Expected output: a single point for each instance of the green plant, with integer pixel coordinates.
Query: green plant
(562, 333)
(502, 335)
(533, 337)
★ ★ ★ ★ ★ ★ ★
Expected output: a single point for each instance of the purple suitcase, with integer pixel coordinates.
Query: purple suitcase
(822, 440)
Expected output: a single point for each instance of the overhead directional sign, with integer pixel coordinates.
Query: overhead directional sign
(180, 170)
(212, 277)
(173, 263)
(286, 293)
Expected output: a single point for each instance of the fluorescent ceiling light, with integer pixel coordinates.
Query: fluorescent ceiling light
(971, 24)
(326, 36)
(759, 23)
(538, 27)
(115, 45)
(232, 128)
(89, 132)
★ ★ ★ ★ ★ ★ ★
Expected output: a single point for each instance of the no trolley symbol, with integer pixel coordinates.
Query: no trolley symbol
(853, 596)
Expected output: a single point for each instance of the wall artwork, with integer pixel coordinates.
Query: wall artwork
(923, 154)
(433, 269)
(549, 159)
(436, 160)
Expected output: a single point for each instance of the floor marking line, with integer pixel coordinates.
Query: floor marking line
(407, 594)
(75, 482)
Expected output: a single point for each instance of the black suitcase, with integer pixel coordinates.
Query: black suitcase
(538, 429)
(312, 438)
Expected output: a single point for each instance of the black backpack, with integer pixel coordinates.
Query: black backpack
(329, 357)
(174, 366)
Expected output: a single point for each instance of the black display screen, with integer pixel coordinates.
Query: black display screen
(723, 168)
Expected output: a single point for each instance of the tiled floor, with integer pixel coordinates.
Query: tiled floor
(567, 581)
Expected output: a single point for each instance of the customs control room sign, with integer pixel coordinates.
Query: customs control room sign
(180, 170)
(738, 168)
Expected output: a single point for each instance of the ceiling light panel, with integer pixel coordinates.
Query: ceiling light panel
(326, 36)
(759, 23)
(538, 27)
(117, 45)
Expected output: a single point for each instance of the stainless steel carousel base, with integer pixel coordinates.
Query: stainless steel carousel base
★ ★ ★ ★ ★ ★ ★
§ **EXERCISE AIM**:
Give back, word for word, only the lines above from the line holding "black suitcase, with integer pixel coordinates." to the line holding "Query: stainless steel carousel base", both included.

§ **WORKED SOLUTION**:
Expected output: a single point for each instance of the black suitcase, with integer pixel coordinates.
Query: black suitcase
(538, 429)
(312, 438)
Expected output: a single point for each instance of the black backpack, with integer pixel coordinates.
Query: black backpack
(329, 357)
(174, 366)
Expected output: a single point for each instance of the black display screen, with integer pixel coordinates.
Query: black display screen
(723, 168)
Expected output: a single point for each instance of the tiled floor, with integer pixel coordinates.
Query: tiled floor
(567, 581)
Expected output: a single point for each instance of the customs control room sign, with integer pixel coordinates.
Query: customs control room sign
(180, 170)
(738, 168)
Expected output: a single point for each instance of the ceiling light panel, with integer pixel coordinates.
Query: ceiling light panel
(326, 36)
(759, 23)
(538, 27)
(117, 45)
Expected output: a single point for each instance of the stainless steel carousel base, with integer pixel coordinates.
Query: stainless steel carousel base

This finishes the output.